== Selected passage ==

McCullough was then in his late twenties. Prosecutors charged him, and on March 3, 2005, they cut a deal: the murder count was dropped, and he pleaded guilty to aggravated manslaughter, aggravated assault, and bias intimidation. That last count put the anti-gay motive into the official record. A judge sentenced him to 20 years on April 21, 2005. He walked free in May 2020.
The shape of Gunn's killing mirrors a case the whole country knew by heart. Matthew Shepard, a white gay college student, was beaten and left to die in Laramie, Wyoming, in 1998. His name became a movement, then a federal law.
Gunn's name went nowhere near as far. Researchers who tallied the coverage found the gap in cold numbers. Roughly 659 stories ran in major newspapers about Shepard's murder. About 21 ran about Gunn's in the seven months after she died.
The crimes were not different in kind. Both were bias killings of young people who said they were attacked for being gay. The difference was who got killed. Gunn was Black, poor, female, and a teenager from Newark. Shepard was a white university student whose case arrived with a ready-made narrative.
Newark, though, held on to her. Hundreds packed her funeral. Local organizers turned her death into a demand for services for LGBTQ+ youth in the city, kids who often had nowhere safe to go. The Newark LGBTQ Center traces part of its origins to that organizing. Two decades later, the city renamed a downtown street in her honor.
The bias-intimidation conviction stands as a legal marker. New Jersey, unlike Wyoming in 1998, had a hate-crime law on the books, and prosecutors actually used it. What the case never got was the national reckoning handed to a comparable killing five years before. How differently the country responded is not a footnote to her story. It is her story.

===

Work required => Repeat word for word the portion of the passage on Gunn's killing between "Newark, though, held" and "is her story.", inclusive.

== Dataset excerpt ==

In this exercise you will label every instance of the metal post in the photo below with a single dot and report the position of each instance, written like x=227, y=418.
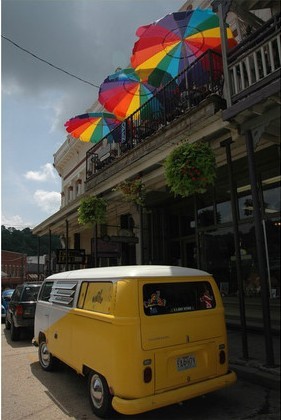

===

Solution for this exercise =>
Newark, though, held on to her. Hundreds packed her funeral. Local organizers turned her death into a demand for services for LGBTQ+ youth in the city, kids who often had nowhere safe to go. The Newark LGBTQ Center traces part of its origins to that organizing. Two decades later, the city renamed a downtown street in her honor.
The bias-intimidation conviction stands as a legal marker. New Jersey, unlike Wyoming in 1998, had a hate-crime law on the books, and prosecutors actually used it. What the case never got was the national reckoning handed to a comparable killing five years before. How differently the country responded is not a footnote to her story. It is her story.